WHAT YOU HAVE TO DO → Reproduce all the lines below, requests included, resizing every point coordinate in the answers by a factor of 2.4 and rounding to whole numbers, with halves rounded up. Omit the pictures from your answer.

[begin RECORDS FOR PROCESSING]

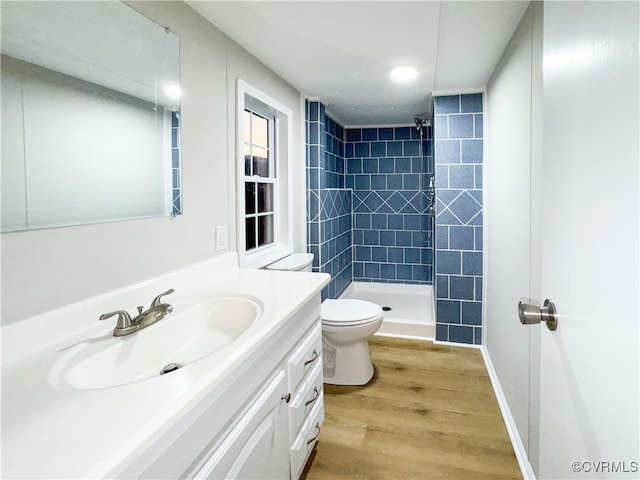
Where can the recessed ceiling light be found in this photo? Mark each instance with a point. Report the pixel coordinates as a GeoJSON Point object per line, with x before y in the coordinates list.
{"type": "Point", "coordinates": [404, 73]}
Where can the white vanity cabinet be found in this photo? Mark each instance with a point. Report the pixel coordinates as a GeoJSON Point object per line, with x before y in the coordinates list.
{"type": "Point", "coordinates": [261, 423]}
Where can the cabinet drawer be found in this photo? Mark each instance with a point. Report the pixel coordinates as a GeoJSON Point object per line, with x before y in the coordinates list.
{"type": "Point", "coordinates": [304, 358]}
{"type": "Point", "coordinates": [305, 399]}
{"type": "Point", "coordinates": [307, 438]}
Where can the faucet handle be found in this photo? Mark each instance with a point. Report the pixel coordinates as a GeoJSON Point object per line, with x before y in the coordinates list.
{"type": "Point", "coordinates": [156, 301]}
{"type": "Point", "coordinates": [124, 320]}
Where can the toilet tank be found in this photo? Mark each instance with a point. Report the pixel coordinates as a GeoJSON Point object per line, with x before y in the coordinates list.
{"type": "Point", "coordinates": [297, 262]}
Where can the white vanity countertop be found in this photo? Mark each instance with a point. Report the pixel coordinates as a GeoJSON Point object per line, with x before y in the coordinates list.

[end RECORDS FOR PROCESSING]

FULL ANSWER →
Where can the recessed ceiling light be found in this photo? Mark each instance with a point. Report the pixel coordinates as a GeoJSON Point object per line, with x before y in the coordinates list.
{"type": "Point", "coordinates": [970, 175]}
Where can the white vanity cabinet be found in this photo? Mark each instance with a point. Report the pixel coordinates as a GeoJSON Point object per line, with x before y in the coordinates list.
{"type": "Point", "coordinates": [626, 1015]}
Where can the cabinet drawer be found in this photo? Mark each instance with a point. Report the pixel coordinates as a GeoJSON Point object per line, with x before y in the coordinates list.
{"type": "Point", "coordinates": [730, 859]}
{"type": "Point", "coordinates": [732, 958]}
{"type": "Point", "coordinates": [737, 1051]}
Where can the faucet handle be found in this photo? Mark each instance with a point. Report the pixel coordinates as a GeoJSON Point object per line, with x before y in the coordinates list.
{"type": "Point", "coordinates": [374, 722]}
{"type": "Point", "coordinates": [298, 768]}
Where can the toilet tank be found in this photo? Mark each instance with a point. Report the pixel coordinates as a GeoJSON Point object per line, with x before y in the coordinates list.
{"type": "Point", "coordinates": [713, 629]}
Where can the white vanity countertop be found in this photo? Mark each instance with a point. Report the pixel coordinates as a GeoJSON Point object per line, with x before y in the coordinates list.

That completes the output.